#### EXERCISE:
Isolate every line in the records below with "branch" in it.

(Saved entries)
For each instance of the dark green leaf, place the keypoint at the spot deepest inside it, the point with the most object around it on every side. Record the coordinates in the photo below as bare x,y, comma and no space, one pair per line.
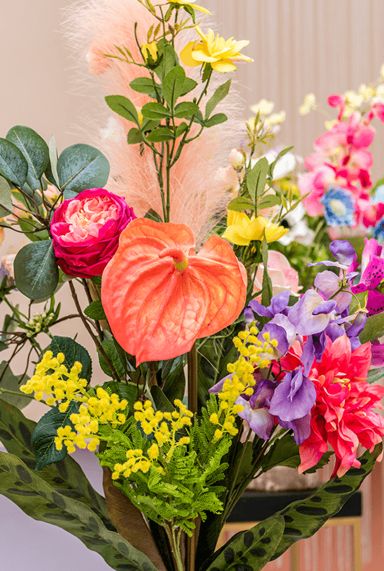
173,85
216,120
135,136
145,85
13,166
123,107
95,311
36,272
252,549
186,110
6,206
240,204
43,437
12,382
220,94
73,352
81,167
374,328
38,499
160,134
155,111
257,178
35,151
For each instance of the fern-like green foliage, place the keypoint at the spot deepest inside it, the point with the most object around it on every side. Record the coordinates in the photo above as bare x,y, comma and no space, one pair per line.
183,483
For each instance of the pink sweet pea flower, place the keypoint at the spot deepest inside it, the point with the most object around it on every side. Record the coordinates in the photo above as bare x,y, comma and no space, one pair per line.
344,416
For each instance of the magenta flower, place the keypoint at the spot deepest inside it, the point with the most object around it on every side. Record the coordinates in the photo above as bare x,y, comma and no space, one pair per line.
85,231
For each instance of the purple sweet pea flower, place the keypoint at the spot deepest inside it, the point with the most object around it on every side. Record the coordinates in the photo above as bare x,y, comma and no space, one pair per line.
256,409
311,314
279,303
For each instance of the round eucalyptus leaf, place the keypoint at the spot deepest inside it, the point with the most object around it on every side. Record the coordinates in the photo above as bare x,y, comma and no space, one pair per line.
13,166
81,167
36,271
35,151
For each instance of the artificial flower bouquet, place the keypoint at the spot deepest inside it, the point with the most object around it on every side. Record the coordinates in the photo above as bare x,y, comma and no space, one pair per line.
211,377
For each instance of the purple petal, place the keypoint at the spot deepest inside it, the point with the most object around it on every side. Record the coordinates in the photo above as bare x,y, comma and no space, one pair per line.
294,397
344,252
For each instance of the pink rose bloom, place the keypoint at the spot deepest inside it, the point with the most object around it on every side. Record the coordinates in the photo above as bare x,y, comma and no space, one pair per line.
85,231
282,275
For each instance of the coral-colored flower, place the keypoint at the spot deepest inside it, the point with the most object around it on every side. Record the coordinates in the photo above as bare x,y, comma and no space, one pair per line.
160,296
85,231
344,415
214,50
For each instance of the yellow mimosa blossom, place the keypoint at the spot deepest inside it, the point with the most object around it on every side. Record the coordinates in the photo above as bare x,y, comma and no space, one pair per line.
150,51
190,4
54,384
214,50
253,353
242,230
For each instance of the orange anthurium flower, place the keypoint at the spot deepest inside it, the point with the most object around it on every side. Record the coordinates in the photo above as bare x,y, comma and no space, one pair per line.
160,296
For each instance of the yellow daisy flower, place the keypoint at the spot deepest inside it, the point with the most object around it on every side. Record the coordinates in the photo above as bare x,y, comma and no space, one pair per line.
214,50
242,230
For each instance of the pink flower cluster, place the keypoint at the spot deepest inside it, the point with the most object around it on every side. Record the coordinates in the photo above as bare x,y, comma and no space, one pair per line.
342,162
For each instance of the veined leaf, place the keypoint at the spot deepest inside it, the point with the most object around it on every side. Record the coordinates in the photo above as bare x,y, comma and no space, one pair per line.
41,501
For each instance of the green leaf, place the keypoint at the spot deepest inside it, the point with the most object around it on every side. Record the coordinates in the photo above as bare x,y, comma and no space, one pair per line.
220,94
6,206
81,167
186,110
240,204
173,85
12,382
374,328
36,271
160,134
252,549
73,352
257,178
38,499
66,476
95,311
216,120
13,166
116,357
35,151
145,85
43,438
123,107
135,136
267,292
155,111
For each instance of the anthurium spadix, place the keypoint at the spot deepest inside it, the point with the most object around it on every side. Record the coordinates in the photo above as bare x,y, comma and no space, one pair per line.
160,296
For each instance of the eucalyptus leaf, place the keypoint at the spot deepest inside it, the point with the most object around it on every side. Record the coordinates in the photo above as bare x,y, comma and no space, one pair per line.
35,151
13,166
43,438
38,499
73,352
218,96
81,167
36,271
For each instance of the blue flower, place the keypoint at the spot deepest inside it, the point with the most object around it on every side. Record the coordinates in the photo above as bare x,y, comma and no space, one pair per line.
339,207
378,232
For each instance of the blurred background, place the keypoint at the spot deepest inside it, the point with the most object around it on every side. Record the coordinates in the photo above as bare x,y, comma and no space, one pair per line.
299,46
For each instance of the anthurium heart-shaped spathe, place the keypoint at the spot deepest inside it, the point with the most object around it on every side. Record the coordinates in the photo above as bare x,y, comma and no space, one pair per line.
160,296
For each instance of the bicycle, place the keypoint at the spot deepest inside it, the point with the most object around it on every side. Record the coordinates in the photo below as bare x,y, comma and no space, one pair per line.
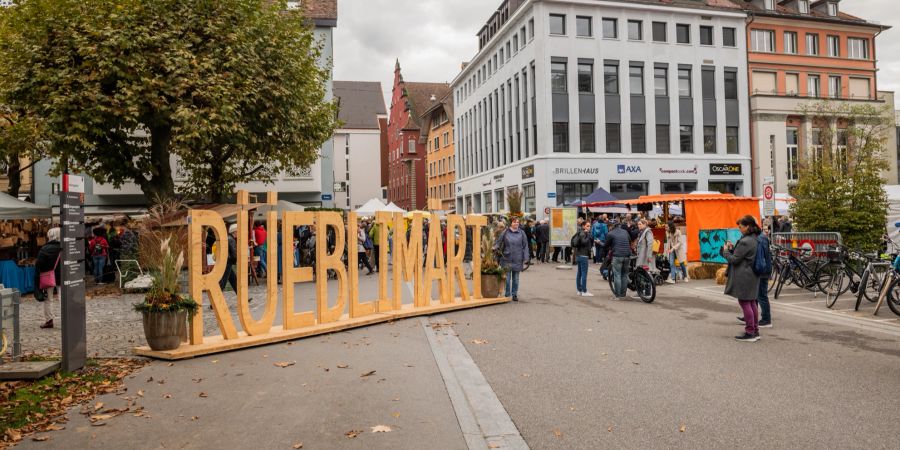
642,282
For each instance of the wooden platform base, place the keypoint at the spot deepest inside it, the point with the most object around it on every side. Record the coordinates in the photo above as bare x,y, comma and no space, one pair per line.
216,344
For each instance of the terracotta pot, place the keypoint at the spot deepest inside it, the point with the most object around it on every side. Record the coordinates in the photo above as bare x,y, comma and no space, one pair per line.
491,285
163,330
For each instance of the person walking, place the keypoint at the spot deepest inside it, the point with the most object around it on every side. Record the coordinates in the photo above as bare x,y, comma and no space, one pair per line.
582,243
48,260
618,242
99,248
513,248
743,283
676,250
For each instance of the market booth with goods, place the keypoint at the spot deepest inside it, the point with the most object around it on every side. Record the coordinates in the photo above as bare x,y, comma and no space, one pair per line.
23,230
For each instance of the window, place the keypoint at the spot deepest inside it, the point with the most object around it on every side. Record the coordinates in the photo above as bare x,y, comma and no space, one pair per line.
762,41
709,139
732,146
610,28
729,37
561,137
686,134
790,42
834,46
683,33
635,30
812,85
636,80
708,82
660,83
858,48
584,26
812,44
638,138
730,85
558,77
557,24
834,86
662,139
706,35
611,79
613,138
793,154
684,83
659,32
588,141
585,78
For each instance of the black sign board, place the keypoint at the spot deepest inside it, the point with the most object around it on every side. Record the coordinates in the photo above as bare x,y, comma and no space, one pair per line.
74,335
528,172
726,169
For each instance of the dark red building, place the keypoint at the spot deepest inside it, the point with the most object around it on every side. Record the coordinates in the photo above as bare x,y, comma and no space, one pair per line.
407,182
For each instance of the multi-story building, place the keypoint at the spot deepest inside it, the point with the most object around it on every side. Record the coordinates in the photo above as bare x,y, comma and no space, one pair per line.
313,187
440,166
407,154
801,52
565,96
357,143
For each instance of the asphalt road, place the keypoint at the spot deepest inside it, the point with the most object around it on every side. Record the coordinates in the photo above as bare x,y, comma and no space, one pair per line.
571,372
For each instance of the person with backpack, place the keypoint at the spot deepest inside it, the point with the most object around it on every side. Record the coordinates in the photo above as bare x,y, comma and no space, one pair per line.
582,243
512,245
99,249
743,282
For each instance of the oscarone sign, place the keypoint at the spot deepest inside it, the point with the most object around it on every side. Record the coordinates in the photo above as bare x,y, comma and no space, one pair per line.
348,310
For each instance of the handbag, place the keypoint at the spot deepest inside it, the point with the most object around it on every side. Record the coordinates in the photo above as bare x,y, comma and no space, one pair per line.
48,279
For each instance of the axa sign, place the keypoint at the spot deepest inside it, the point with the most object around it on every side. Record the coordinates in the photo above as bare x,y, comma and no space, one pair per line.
622,168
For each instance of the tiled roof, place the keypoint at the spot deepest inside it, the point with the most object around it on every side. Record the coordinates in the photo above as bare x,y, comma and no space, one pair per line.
420,97
361,102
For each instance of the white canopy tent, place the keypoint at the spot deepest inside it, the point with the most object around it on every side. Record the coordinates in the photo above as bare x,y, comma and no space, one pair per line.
12,208
371,207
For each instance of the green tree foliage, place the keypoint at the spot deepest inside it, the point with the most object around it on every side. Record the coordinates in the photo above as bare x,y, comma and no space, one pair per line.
230,88
840,181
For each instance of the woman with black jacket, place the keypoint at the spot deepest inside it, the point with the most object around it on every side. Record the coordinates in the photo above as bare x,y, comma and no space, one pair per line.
47,260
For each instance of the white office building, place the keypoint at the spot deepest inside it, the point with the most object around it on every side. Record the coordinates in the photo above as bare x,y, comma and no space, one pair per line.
638,98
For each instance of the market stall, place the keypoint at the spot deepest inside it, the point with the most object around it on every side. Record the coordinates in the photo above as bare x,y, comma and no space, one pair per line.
23,230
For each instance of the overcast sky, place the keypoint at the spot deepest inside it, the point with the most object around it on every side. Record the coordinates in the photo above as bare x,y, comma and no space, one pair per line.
432,37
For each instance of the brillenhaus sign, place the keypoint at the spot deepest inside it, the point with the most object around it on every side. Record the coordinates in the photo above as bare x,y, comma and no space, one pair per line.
348,311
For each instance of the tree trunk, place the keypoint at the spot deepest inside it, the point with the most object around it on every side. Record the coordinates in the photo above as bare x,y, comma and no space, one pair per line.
161,186
14,173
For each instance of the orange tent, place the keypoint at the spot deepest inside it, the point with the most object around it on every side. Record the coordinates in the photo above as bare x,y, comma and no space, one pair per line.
705,212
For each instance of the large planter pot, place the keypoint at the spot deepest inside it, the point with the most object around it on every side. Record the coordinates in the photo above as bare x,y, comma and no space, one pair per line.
163,330
491,285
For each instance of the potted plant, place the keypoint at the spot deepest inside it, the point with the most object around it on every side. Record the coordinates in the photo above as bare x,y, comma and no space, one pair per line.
165,308
492,273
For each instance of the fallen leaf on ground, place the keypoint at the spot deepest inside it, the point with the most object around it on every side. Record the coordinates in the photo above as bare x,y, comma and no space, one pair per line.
285,364
352,433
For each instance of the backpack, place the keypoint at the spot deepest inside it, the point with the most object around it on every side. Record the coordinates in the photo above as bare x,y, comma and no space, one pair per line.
762,263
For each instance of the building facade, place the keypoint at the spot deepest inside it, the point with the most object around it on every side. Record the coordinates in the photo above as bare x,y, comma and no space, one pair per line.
407,155
357,143
634,97
440,165
312,187
800,53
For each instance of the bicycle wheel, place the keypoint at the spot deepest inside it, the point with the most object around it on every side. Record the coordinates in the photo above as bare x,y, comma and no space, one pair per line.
645,286
833,290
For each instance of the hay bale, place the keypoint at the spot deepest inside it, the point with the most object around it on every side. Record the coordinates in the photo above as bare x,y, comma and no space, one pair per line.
721,278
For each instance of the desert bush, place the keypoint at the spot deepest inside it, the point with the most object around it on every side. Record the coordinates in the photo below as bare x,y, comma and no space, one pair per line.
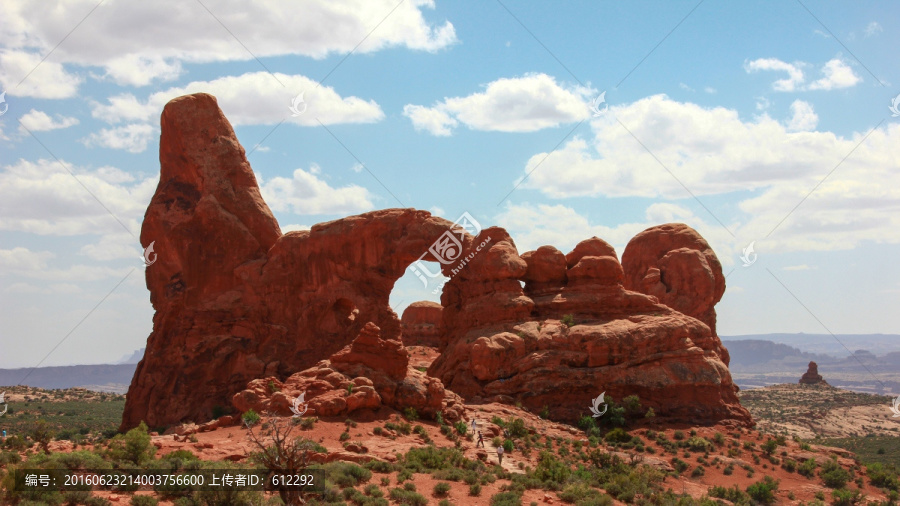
617,435
807,468
41,433
250,418
763,491
407,497
883,476
143,500
134,446
698,444
833,475
441,489
508,498
844,497
733,494
410,414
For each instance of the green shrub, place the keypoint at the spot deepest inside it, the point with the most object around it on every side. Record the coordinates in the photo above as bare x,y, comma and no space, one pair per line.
807,468
407,497
617,435
763,491
883,476
733,494
508,498
410,414
441,489
134,446
844,497
698,444
833,475
143,500
250,418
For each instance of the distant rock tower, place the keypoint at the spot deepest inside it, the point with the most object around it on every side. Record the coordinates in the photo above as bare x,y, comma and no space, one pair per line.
812,376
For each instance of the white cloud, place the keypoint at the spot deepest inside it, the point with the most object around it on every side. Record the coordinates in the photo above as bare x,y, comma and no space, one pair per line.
520,104
434,121
873,29
293,227
39,121
804,118
251,99
533,226
42,198
714,152
132,138
137,43
795,74
837,75
47,79
305,193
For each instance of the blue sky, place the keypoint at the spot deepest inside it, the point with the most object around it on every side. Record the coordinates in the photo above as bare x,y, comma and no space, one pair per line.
721,115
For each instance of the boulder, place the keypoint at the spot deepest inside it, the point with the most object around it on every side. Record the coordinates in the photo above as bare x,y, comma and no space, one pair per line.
420,324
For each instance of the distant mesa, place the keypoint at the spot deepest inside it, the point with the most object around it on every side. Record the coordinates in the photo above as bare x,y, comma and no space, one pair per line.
238,302
812,376
420,324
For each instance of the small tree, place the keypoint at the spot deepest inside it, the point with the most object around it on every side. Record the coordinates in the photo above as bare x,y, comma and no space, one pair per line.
41,433
281,453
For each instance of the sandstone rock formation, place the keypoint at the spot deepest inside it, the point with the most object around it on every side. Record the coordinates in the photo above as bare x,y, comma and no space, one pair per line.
506,343
420,324
367,374
237,301
812,376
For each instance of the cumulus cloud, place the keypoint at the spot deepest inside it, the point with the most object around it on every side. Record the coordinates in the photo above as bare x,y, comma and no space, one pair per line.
837,74
39,121
250,99
43,198
803,117
306,193
46,80
873,29
713,152
795,73
520,104
132,138
137,43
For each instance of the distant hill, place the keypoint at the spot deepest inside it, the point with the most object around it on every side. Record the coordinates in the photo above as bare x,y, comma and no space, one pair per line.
103,377
134,358
826,344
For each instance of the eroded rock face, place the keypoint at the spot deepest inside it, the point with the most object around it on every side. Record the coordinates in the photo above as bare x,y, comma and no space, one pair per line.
352,379
584,334
239,303
420,324
812,376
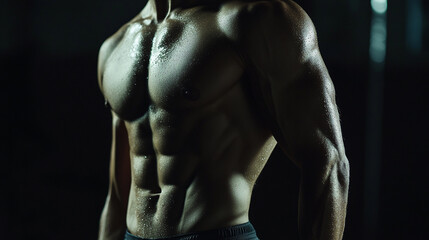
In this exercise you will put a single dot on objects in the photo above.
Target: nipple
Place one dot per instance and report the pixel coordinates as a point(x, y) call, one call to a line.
point(106, 104)
point(190, 94)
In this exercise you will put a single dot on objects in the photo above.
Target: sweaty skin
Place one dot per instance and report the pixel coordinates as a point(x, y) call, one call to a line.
point(201, 92)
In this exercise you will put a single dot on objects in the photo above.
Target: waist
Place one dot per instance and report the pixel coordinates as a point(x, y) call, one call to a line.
point(243, 231)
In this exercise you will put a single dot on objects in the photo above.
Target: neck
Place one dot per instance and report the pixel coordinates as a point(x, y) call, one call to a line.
point(161, 9)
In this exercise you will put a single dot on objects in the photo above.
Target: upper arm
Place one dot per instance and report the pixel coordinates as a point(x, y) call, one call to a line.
point(120, 171)
point(296, 87)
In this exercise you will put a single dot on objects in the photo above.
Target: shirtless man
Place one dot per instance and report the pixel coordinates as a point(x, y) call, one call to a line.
point(201, 91)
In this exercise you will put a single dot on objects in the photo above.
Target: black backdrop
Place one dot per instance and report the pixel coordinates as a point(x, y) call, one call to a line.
point(56, 131)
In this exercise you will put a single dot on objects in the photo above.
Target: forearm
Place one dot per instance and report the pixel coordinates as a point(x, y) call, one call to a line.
point(113, 220)
point(323, 202)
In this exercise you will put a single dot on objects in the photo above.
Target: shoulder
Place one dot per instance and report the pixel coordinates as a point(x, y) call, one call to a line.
point(280, 24)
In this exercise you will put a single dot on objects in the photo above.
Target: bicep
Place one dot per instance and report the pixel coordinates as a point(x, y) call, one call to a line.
point(120, 171)
point(298, 91)
point(306, 114)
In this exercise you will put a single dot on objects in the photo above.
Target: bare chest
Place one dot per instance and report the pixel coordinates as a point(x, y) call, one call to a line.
point(172, 66)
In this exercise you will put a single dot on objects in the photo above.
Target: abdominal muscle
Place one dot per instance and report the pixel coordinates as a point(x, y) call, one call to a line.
point(200, 172)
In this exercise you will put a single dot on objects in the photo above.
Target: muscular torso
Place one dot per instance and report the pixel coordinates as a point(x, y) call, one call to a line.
point(197, 141)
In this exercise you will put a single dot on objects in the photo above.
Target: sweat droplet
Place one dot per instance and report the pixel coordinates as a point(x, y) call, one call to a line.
point(190, 94)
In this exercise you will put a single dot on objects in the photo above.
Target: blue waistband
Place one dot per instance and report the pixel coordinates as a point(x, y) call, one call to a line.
point(243, 231)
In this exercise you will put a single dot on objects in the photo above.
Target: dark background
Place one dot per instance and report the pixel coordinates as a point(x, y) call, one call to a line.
point(56, 131)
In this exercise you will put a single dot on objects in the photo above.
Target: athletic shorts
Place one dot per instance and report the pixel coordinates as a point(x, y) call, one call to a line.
point(243, 231)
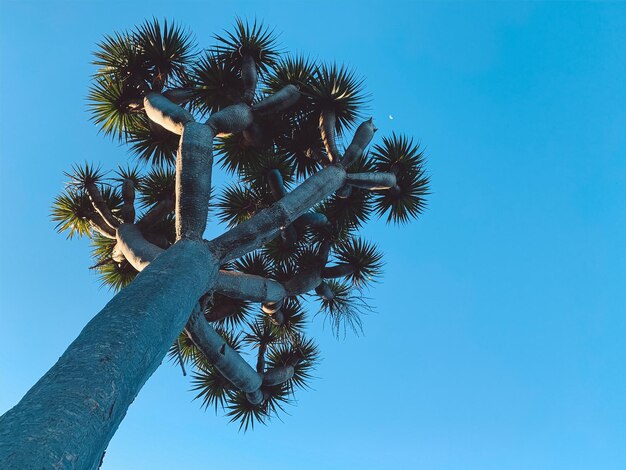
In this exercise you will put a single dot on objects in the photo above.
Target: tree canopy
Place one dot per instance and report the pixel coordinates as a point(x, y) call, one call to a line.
point(266, 161)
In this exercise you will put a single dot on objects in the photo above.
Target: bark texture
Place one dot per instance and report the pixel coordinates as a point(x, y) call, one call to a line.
point(68, 417)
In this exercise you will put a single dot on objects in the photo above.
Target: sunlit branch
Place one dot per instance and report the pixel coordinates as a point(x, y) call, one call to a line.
point(249, 77)
point(329, 134)
point(371, 181)
point(100, 205)
point(165, 113)
point(127, 212)
point(238, 285)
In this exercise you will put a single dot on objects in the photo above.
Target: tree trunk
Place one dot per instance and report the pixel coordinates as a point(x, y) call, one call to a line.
point(68, 417)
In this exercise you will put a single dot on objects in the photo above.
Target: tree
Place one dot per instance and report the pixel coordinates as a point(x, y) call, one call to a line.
point(276, 123)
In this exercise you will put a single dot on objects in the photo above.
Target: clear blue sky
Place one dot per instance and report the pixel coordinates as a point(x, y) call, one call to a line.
point(499, 340)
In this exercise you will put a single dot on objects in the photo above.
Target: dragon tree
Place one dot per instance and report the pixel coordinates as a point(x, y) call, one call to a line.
point(290, 133)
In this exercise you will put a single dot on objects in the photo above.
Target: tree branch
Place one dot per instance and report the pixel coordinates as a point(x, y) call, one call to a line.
point(329, 134)
point(238, 285)
point(100, 205)
point(166, 114)
point(372, 181)
point(230, 364)
point(194, 162)
point(266, 224)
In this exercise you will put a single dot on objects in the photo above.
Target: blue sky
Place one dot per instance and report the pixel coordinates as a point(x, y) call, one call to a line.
point(498, 338)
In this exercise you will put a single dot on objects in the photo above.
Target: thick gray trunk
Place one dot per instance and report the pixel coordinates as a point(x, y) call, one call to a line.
point(68, 417)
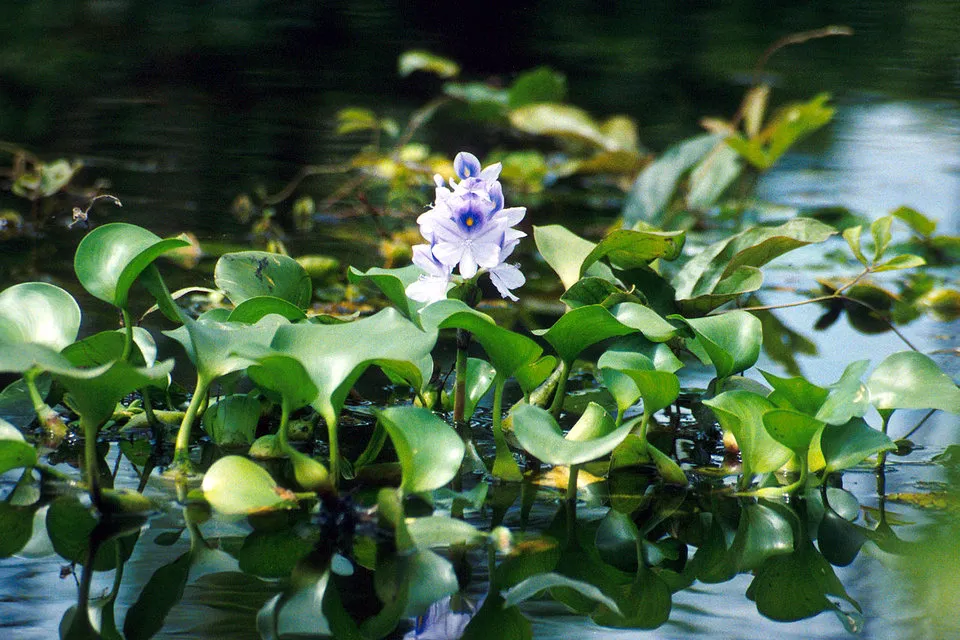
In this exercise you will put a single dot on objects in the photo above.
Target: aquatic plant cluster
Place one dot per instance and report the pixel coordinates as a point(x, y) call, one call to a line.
point(373, 526)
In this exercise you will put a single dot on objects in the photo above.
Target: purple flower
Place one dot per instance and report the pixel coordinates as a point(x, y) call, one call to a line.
point(468, 229)
point(434, 282)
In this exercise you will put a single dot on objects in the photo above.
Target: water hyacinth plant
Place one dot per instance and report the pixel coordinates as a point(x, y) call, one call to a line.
point(369, 527)
point(467, 229)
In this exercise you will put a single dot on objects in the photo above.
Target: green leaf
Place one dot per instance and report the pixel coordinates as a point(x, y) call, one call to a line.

#### EXERCISE SOLUTION:
Target: sunlit branch
Target: tree branch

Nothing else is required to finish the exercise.